═══ Text extract

We start by reading the CSV dataset for the year 2022 and print its schema to understand the columns contained in the dataset. Run the following code in the notebook cell:

year_22_csv = spark.read.option("header","true").csv(f"s3://noaa-gsod-pds/2022/")
year_22_csv.printSchema()

We get the following output.

We were able to submit the preceding code as a calculation instantly using the notebook.

Let’s continue exploring the dataset. Looking at the columns in the schema, we’re interested in previewing the data for the following attributes in 2022:

TEMP – Mean temperature
WDSP – Mean wind speed
GUST – Maximum wind gust
MAX – Maximum temperature
MIN – Minimum temperature
Name – Station name

Run the following code:

year_22_csv.select('NAME','DATE','TEMP','WDSP','GUST','MAX','MIN').show()

══════
═══ Stored records

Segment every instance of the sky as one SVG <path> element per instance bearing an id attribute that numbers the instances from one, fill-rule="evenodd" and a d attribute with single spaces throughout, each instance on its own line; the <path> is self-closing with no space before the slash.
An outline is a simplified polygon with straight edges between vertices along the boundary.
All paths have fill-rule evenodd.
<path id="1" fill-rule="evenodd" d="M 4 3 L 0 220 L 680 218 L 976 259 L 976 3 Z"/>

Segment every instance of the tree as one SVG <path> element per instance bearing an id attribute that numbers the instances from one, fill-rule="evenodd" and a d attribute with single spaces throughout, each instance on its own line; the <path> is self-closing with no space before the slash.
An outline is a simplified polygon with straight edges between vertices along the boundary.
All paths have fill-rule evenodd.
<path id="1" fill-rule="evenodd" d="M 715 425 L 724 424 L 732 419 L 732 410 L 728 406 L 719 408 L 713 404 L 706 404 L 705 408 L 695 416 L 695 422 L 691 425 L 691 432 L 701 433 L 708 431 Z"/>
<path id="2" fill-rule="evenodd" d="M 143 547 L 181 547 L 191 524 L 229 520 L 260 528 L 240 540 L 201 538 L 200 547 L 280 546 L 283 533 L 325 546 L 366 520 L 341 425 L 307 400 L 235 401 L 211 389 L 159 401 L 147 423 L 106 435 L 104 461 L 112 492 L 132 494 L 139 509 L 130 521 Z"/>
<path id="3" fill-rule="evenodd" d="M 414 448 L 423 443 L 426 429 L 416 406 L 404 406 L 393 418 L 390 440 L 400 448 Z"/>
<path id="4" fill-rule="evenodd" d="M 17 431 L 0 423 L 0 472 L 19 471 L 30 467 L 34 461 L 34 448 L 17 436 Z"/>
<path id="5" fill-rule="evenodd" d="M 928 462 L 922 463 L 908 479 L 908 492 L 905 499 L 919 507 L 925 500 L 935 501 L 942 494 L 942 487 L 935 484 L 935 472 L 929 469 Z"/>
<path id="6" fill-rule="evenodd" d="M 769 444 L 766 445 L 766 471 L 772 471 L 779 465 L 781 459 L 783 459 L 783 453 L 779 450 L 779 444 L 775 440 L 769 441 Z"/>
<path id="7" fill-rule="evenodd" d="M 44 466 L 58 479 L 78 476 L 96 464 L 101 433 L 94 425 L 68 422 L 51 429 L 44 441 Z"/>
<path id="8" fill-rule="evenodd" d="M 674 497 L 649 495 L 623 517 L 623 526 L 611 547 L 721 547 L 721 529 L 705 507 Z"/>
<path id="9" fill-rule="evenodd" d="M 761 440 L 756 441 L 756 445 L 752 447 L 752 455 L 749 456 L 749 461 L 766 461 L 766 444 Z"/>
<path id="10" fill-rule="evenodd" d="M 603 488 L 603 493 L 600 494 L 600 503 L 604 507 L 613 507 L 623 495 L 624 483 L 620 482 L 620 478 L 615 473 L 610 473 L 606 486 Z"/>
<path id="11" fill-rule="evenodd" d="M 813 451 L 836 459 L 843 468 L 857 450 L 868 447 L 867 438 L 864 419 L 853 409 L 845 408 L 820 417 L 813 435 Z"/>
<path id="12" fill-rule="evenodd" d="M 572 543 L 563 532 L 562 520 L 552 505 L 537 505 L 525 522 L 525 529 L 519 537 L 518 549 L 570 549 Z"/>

══════

### Things to do
**1.** Using the NOAA dataset walkthrough, decide whether each statement agrees with it: (a) the CSV dataset being read is for the year 2022; (b) GUST stands for mean wind speed; (c) submitting the code as a calculation took some time. Answer yes or no for each and quote the deciding words.
**2.** In the NOAA dataset walkthrough, write out the part that opens with the words containing "We start by" and closes with "year_22_csv.printSchema()", swapping "columns" for "fields".

### Answers below
**1.**
(a) Yes: "We start by reading the CSV dataset for the year 2022"
(b) No: "GUST – Maximum wind gust"
(c) No: "We were able to submit the preceding code as a calculation instantly using the notebook."

**2.**
We start by reading the CSV dataset for the year 2022 and print its schema to understand the fields contained in the dataset. Run the following code in the notebook cell:

year_22_csv = spark.read.option("header","true").csv(f"s3://noaa-gsod-pds/2022/")
year_22_csv.printSchema()